Written problem 1 — The guest designer post below names the kit items and add-ons that worked together in the "Hello Spring" display. List each of them.

Document excerpt —
■ ■ ■ ■ ■ ■ ■

Our March Guest Designer: Emily Pitts
We are so happy to have Emily join us today on the Kenner Road blog! Emily is full of wonderful ideas & amazing creativity. Just taking a peek at the way she uses color & pattern in her crafting, it’s fabulous.
Take it away Emily!!….
As I was making my mini album with the Maya Road mini banners, I was reminded of just how perfect this month’s Kenner Road kit and add ons were for creating Artist Trading Cards or ATCs. I had purchased a 7 Gypsies Artist’s Printer’s Tray last Christmas and spent hours creating a card for each of the 12 days of Christmas to display in my home. The holidays came and went, but I left the tray up, empty, in hopes that I’d get motivated to make a new display. Well Brittany Meadows and the other add ons proved to be just the motivation I needed. The milk bottle tops, the Sassafras papers, the stamps, the butterflies, they all worked together to help me create my new display I call “Hello Spring.”

I do not claim to be an expert in the field of ATCs, but I do really enjoy creating them. At first they were intimidating, but I started searching for ideas online and started playing, and found a new love. The reason I made my first cards was to commemorate a friend from a message board I was a member of. She had unexpectedly passed away, and I started reading back through her past posts. She had shared so much love and advice with us over the past years, and I was so saddened that her little girls might miss out on her valuable teachings. I decided that making ATCs with posts she had made would be a priceless gift to her family, so I organized the board and we made over 100 cards with little tidbits of wisdom and advice from Alissa. Then I made my 12 Days of Christmas cards, and now this project.

■ ■ ■ ■ ■ ■ ■

Dataset rows —
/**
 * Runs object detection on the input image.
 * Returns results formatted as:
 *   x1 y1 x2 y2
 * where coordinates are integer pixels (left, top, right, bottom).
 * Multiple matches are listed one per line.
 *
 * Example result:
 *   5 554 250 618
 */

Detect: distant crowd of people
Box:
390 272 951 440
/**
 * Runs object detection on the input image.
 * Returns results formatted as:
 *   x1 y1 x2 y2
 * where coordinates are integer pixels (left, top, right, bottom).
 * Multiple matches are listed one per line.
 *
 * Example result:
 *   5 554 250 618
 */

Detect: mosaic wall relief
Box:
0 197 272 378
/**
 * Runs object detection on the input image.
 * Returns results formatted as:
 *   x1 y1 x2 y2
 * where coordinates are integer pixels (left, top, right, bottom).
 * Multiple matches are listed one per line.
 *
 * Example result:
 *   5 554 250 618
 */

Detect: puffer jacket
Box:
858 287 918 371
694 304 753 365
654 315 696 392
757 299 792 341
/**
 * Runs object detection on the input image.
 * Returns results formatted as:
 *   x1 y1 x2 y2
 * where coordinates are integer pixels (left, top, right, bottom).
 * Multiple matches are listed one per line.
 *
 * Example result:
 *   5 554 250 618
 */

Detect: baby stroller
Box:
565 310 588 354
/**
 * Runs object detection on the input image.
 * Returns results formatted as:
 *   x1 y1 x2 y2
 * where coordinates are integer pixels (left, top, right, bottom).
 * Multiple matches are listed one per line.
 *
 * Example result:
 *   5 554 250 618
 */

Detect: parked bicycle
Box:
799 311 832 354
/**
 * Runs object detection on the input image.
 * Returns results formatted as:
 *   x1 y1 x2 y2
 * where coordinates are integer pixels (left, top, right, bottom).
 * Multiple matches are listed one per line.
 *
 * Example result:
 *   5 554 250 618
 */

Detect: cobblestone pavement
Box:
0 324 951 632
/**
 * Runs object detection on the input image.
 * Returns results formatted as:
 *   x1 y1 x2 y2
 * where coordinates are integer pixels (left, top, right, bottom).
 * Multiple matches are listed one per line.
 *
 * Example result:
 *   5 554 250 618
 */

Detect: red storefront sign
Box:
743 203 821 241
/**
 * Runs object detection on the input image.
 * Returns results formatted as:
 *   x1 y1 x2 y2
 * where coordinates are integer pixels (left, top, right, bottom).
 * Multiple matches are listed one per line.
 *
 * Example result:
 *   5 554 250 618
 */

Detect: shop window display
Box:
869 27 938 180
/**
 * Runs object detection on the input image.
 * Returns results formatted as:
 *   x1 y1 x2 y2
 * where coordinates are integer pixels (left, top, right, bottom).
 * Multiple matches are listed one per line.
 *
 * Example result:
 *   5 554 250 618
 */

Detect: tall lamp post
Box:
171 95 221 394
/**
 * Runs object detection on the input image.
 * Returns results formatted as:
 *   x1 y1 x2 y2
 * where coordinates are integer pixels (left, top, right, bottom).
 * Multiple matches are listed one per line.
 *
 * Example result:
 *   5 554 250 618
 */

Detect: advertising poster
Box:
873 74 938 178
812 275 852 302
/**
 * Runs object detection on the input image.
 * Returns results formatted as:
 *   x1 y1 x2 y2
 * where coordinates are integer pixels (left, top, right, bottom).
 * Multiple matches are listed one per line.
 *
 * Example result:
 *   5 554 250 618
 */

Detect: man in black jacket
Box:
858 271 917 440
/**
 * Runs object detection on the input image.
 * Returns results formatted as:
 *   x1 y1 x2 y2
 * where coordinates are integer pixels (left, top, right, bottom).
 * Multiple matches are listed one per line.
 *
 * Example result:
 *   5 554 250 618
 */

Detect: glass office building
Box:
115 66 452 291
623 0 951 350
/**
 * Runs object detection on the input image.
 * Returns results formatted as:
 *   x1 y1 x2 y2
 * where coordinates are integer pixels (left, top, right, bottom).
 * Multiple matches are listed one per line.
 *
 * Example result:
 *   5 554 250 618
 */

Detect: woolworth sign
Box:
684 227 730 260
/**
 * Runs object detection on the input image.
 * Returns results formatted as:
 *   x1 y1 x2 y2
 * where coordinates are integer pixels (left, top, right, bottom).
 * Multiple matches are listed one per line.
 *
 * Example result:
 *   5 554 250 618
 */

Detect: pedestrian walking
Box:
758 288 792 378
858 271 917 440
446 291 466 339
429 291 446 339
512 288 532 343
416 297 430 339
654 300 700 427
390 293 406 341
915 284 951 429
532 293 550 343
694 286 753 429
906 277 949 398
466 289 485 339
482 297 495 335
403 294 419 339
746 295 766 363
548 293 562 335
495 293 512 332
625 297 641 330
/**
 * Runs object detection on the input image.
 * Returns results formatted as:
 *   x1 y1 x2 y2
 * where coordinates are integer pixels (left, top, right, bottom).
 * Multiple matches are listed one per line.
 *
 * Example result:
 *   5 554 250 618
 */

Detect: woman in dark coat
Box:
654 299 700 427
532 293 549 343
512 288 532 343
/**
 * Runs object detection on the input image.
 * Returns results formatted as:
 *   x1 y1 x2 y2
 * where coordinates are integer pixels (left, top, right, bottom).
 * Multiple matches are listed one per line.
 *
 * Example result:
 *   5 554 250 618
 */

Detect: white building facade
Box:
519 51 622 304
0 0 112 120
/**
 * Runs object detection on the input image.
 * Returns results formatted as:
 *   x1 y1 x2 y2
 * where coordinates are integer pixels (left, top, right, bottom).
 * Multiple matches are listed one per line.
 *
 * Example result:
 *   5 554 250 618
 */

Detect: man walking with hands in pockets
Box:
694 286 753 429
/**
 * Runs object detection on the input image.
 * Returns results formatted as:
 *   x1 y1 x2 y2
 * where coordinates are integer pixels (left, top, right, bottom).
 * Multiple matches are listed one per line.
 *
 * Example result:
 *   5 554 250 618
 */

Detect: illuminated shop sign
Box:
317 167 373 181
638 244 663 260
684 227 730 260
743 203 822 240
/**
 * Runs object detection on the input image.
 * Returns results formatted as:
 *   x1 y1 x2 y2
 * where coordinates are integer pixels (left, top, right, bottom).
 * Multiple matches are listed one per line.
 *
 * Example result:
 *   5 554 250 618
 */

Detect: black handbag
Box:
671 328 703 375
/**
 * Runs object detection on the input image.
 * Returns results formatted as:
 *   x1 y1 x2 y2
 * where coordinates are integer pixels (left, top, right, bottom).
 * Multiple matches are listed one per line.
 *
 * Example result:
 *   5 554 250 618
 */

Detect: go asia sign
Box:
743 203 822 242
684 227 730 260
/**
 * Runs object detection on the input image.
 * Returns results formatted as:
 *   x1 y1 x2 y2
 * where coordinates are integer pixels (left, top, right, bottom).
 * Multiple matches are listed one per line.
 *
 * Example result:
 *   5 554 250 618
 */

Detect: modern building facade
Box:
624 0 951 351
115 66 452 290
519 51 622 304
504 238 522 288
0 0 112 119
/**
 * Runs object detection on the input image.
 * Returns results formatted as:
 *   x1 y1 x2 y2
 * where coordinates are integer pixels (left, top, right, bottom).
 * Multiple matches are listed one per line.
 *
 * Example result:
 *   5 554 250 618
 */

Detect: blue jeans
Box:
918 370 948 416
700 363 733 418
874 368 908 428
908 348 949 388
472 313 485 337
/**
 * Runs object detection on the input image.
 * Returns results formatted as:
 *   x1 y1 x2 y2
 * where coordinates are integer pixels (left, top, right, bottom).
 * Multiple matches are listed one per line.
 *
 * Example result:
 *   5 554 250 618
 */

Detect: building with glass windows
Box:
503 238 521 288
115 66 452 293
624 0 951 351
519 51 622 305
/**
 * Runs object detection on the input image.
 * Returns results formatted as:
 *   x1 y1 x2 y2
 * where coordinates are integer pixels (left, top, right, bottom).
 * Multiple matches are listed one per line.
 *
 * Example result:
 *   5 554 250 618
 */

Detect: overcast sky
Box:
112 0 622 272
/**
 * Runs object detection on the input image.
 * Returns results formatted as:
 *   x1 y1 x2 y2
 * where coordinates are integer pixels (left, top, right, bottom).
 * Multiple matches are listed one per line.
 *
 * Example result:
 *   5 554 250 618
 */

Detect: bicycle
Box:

■ ■ ■ ■ ■ ■ ■

Written problem 2 — Copy the entries from their start through the line containing "390 272 951 440", keeping every line as it appears.

Complete response 1 —
- The milk bottle tops
- The Sassafras papers
- The stamps
- The butterflies

Complete response 2 —
/**
 * Runs object detection on the input image.
 * Returns results formatted as:
 *   x1 y1 x2 y2
 * where coordinates are integer pixels (left, top, right, bottom).
 * Multiple matches are listed one per line.
 *
 * Example result:
 *   5 554 250 618
 */

Detect: distant crowd of people
Box:
390 272 951 440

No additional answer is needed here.